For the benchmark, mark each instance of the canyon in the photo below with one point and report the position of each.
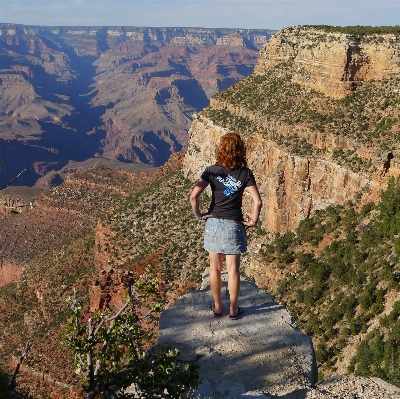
(123, 94)
(320, 116)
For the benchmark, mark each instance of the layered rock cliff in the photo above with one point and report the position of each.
(320, 120)
(122, 93)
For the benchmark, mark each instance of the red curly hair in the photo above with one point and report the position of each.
(231, 152)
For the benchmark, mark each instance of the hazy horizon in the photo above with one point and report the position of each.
(240, 14)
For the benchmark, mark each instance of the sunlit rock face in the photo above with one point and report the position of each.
(302, 165)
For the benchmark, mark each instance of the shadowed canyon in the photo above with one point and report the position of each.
(320, 116)
(123, 93)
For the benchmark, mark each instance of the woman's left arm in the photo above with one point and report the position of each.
(257, 204)
(194, 199)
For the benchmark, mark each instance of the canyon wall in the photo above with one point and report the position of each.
(326, 67)
(333, 63)
(120, 93)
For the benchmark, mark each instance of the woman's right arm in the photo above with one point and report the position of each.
(194, 199)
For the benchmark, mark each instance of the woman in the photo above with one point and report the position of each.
(225, 232)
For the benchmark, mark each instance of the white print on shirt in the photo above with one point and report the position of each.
(232, 185)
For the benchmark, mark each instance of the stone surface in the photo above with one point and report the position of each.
(261, 355)
(338, 64)
(263, 350)
(292, 187)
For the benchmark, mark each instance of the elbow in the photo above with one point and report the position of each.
(193, 199)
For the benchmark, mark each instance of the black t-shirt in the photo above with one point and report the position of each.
(227, 188)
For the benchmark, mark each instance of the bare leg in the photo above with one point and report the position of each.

▸ **Given problem**: Can you rewrite the lines from the one containing "For the benchmark, mark each instance of the woman in" through the end of the records, both ends included and nothing beyond them, keeping the text lines unchanged but multiplying each point coordinate in the answers by 0.4 and rounding to whole numbers, with halves rounded up?

▸ **Task answer**:
For the benchmark, mark each instance of the woman in the photo above with one point and report the position of each.
(90, 93)
For the benchmark, mark each instance of the white print on shirt in the photo above with one point and report the position of each.
(93, 74)
For the benchmark, mark each instance of the stone surface in the photo above with one point and report the position of each.
(104, 142)
(135, 26)
(105, 140)
(117, 75)
For the benchmark, mark each instance of the elbow in the photo above with one point and report the position of each.
(77, 80)
For the benchmark, mark each instance of the black t-shirt in the photo above with one point and report the position of each.
(91, 75)
For the benchmark, mark each instance of the bare leg in the photo above with one point and report the position of each.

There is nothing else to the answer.